Given data —
● ● ●

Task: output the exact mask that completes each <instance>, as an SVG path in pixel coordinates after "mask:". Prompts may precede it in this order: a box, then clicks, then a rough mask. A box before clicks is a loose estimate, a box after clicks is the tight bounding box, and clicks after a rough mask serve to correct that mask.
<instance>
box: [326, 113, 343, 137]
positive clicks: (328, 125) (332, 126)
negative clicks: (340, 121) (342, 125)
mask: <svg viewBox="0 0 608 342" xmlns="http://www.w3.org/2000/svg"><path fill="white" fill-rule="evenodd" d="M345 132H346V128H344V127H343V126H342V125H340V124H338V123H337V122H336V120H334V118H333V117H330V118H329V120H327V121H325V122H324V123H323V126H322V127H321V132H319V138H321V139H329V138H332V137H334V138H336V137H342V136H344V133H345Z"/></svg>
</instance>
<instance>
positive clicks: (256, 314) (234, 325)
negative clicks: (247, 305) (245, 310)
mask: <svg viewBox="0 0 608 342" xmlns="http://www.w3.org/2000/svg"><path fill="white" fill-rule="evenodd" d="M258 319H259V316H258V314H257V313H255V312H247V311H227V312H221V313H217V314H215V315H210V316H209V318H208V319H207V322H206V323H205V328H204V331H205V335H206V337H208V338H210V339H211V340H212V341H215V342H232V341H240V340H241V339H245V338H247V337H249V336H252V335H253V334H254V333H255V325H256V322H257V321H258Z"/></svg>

● ● ●

What you are asked to do —
Look for the word "positive" in the listing above, and copy every line where you find it.

Finished exercise —
positive clicks: (328, 125) (332, 126)
positive clicks: (256, 314) (234, 325)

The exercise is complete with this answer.